Direction:
Will you copy out, word for word, the lines of the rows below, starting at the line that contains "Where can the white radiator" and ending at the last line of the rows, with both of those lines included?

Location annotation dataset excerpts:

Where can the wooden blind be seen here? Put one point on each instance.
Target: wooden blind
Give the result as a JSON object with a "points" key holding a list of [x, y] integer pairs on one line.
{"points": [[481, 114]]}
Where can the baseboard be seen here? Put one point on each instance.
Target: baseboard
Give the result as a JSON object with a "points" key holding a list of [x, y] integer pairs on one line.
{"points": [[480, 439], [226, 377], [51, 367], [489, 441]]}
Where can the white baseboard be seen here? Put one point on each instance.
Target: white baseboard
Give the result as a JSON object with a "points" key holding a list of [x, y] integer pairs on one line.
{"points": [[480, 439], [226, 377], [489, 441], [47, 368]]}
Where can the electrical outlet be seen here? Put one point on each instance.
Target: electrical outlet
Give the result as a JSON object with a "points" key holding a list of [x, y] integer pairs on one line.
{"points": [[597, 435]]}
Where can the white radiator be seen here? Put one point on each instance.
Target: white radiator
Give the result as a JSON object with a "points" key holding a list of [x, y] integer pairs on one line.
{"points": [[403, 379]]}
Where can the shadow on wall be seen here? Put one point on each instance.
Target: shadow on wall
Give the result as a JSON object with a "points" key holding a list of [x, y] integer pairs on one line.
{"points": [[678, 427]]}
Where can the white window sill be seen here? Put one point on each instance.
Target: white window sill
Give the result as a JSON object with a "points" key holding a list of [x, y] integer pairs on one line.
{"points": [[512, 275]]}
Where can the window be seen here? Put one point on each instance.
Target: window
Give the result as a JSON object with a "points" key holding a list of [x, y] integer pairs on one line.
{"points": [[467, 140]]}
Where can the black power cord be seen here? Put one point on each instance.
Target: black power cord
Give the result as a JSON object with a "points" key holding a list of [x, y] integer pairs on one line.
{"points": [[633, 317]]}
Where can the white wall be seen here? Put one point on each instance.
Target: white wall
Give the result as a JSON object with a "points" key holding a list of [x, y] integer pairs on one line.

Full output:
Where can the white radiator be seen here? Put one point on each instance.
Target: white radiator
Give the result as a JSON object with a "points" key holding a list of [x, y] integer pairs on one line.
{"points": [[403, 379]]}
Where can the shadow on wall be seen here? Put one point on each instance.
Target: shadow on wall
Give the result as a JSON object with a "points" key holding a list of [x, y] integer pairs on one line.
{"points": [[678, 427]]}
Where can the white window sill be seen here? Put one point on each instance.
Target: white window sill
Give the result as a JSON object with a "points" key holding a list of [x, y] integer pairs on one line.
{"points": [[512, 275]]}
Where can the window be seen here? Put one point on each instance.
Target: window
Give the result as a JSON object with a "points" key holding a list of [x, y] integer pairs on one line.
{"points": [[467, 140]]}
Where can the black power cord be seen here? Put one point on each instance.
Target: black power cord
Give the result as a JSON object with a "points" key holding a list of [x, y] integer pairs on one line.
{"points": [[633, 317]]}
Where can the white wall be seen here? Put one point on each instance.
Target: white wall
Give the result as a JSON object with a "points" key holding a list of [x, y] integer pairs on one line.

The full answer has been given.